Substitute "green jacket" for "red shirt" in the lines starting at the one that contains "Look at the photograph above. For each instance of the red" and ending at the end of the records, and give those lines again with all else unchanged.

■ **Data for this task**
*-*-*

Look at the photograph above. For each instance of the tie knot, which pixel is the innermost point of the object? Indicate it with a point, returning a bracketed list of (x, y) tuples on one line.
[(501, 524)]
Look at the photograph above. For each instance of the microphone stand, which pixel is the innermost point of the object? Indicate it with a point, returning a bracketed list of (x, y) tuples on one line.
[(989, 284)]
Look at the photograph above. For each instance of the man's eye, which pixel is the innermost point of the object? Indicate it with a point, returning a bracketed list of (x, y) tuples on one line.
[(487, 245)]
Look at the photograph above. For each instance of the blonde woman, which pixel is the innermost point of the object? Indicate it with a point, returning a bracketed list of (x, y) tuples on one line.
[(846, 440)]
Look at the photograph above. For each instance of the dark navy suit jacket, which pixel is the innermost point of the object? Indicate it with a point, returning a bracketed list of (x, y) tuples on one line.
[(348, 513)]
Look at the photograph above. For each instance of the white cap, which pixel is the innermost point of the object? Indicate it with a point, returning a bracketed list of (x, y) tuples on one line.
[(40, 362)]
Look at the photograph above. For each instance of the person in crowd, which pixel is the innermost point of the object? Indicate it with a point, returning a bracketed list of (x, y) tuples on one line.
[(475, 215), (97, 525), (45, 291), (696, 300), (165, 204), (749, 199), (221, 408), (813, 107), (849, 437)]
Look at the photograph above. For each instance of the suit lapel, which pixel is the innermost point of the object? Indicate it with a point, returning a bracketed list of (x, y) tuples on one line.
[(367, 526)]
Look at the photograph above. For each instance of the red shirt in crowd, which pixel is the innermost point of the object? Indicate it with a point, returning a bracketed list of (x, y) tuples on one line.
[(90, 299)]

*-*-*

■ **Output**
Look at the photograph above. For each instance of the green jacket in crowd, which pixel is the innermost point of the object? Indicate it with a point, returning a bracketed list of (x, y) tuples on one line.
[(90, 299)]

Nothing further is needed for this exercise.